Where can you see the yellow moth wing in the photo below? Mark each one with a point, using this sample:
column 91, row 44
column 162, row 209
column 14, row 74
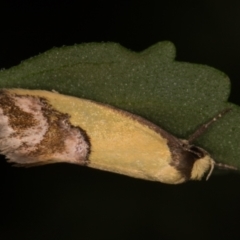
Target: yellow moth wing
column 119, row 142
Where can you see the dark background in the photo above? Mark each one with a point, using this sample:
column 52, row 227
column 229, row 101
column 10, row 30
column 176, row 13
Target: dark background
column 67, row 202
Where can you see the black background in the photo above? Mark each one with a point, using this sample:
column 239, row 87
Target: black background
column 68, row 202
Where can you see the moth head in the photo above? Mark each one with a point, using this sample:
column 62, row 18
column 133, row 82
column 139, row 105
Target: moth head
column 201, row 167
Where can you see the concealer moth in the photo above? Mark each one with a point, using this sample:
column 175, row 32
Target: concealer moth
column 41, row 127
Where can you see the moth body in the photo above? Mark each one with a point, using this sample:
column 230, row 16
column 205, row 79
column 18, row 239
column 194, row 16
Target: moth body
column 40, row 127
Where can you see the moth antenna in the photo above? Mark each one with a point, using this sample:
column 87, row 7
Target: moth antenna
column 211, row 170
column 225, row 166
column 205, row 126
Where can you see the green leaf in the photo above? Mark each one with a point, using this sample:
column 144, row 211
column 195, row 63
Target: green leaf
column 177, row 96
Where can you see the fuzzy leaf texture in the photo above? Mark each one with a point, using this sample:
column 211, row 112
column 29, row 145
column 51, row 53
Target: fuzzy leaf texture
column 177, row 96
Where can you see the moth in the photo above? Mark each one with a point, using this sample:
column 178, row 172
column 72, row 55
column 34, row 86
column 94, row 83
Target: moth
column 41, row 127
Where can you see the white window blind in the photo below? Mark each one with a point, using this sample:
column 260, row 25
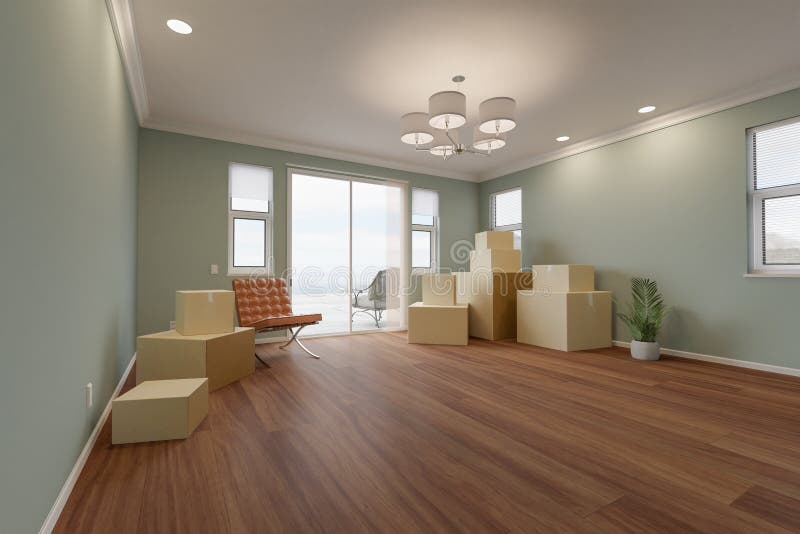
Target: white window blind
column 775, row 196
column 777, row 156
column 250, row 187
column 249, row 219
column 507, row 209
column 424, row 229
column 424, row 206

Required action: Please retype the entries above word for word, but only from the line containing "column 195, row 63" through the last line, and without the pictures.

Solution for this exercise:
column 195, row 63
Target: green leaf
column 177, row 96
Where can you see the fuzzy leaf texture in the photo above? Mark each one with a point, using this sample:
column 211, row 112
column 29, row 145
column 51, row 53
Target: fuzzy leaf texture
column 177, row 96
Where can you see the moth in the photo above? Mark each one with a point, using this sample:
column 178, row 172
column 72, row 55
column 34, row 86
column 94, row 83
Target: moth
column 41, row 127
Where can you see the white window blind in the photo below? Mark each one with a point, using this sample:
column 260, row 25
Target: white window blind
column 775, row 196
column 777, row 156
column 250, row 187
column 249, row 219
column 507, row 209
column 424, row 229
column 424, row 206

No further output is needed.